Excerpt from a dataset
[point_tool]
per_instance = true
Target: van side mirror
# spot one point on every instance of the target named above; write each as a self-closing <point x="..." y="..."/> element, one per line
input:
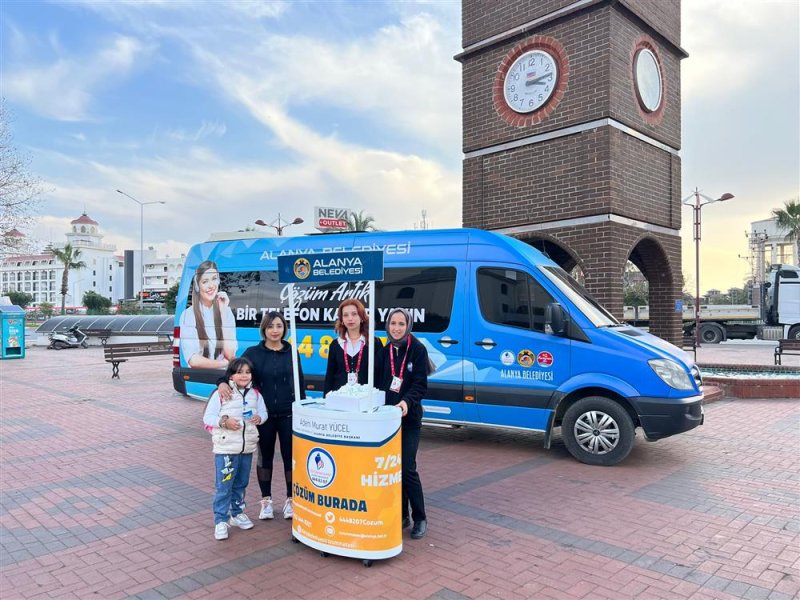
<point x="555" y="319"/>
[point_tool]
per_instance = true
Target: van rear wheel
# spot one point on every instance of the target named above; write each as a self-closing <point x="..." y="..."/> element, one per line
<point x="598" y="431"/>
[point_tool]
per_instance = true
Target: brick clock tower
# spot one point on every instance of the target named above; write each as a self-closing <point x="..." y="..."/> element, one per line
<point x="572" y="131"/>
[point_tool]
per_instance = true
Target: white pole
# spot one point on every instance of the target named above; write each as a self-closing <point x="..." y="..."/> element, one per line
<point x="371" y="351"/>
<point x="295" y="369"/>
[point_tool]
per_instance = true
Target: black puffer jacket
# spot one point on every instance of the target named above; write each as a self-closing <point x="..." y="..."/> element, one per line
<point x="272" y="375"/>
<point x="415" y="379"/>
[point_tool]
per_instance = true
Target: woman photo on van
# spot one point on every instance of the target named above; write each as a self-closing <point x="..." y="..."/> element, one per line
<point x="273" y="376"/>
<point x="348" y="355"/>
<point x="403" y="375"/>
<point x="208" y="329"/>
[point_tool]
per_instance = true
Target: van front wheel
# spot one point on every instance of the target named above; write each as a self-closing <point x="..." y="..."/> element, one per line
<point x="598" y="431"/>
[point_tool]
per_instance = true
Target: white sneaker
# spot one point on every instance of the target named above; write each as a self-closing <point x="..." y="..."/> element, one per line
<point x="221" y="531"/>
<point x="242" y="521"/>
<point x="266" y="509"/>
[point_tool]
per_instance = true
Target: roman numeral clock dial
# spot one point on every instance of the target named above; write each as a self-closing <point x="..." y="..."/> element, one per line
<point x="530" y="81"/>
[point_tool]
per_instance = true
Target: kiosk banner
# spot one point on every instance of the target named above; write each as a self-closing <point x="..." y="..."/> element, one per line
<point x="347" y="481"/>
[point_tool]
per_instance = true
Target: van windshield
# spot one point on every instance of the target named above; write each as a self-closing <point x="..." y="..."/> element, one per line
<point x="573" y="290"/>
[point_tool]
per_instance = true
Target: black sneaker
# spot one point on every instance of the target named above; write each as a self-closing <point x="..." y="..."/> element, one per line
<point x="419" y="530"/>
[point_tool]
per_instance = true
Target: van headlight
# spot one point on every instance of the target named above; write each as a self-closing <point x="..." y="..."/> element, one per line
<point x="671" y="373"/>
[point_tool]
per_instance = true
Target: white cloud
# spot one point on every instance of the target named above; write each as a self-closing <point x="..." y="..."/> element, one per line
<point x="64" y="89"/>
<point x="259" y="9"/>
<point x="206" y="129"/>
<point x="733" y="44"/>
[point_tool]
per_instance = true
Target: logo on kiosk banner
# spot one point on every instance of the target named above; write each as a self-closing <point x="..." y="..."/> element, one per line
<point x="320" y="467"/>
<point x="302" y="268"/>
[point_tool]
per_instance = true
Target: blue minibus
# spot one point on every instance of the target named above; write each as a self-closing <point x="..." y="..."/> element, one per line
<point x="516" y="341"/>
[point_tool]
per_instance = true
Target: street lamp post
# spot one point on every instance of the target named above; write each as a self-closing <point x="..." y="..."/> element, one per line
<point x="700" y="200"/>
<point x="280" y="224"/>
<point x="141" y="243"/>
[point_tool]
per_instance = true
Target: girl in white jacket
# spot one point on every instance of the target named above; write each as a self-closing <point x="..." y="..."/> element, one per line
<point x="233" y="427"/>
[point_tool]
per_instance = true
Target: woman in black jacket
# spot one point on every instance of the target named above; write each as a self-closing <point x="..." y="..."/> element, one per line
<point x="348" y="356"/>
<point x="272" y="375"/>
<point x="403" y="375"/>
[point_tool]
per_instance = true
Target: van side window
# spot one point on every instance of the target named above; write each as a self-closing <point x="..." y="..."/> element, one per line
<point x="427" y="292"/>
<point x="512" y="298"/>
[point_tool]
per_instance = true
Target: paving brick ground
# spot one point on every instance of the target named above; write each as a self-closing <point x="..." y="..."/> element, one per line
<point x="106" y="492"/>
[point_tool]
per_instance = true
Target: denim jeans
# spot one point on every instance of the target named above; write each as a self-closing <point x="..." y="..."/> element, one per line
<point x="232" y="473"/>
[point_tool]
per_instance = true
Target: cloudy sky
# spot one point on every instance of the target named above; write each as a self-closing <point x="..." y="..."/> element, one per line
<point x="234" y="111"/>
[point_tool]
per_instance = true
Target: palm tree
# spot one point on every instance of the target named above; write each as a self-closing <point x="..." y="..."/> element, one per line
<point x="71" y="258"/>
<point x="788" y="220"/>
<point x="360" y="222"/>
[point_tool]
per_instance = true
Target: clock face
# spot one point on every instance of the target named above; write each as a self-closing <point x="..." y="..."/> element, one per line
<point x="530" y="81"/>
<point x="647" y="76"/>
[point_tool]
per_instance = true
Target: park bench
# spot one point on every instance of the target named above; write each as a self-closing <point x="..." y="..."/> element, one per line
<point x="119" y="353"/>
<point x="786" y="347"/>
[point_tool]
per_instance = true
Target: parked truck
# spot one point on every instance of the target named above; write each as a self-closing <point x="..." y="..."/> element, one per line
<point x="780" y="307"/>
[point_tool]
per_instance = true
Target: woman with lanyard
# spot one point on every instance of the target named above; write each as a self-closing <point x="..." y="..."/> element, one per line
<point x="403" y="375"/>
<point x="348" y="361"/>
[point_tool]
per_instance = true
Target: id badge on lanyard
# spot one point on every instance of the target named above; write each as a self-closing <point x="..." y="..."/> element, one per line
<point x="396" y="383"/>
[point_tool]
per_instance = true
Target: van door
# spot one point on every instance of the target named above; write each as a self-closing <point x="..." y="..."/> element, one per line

Instructions to follow: Please gather every line of the items above that contains the word "banner", and note that case counts.

Output of the task:
Target: kiosk banner
Target: logo on kiosk banner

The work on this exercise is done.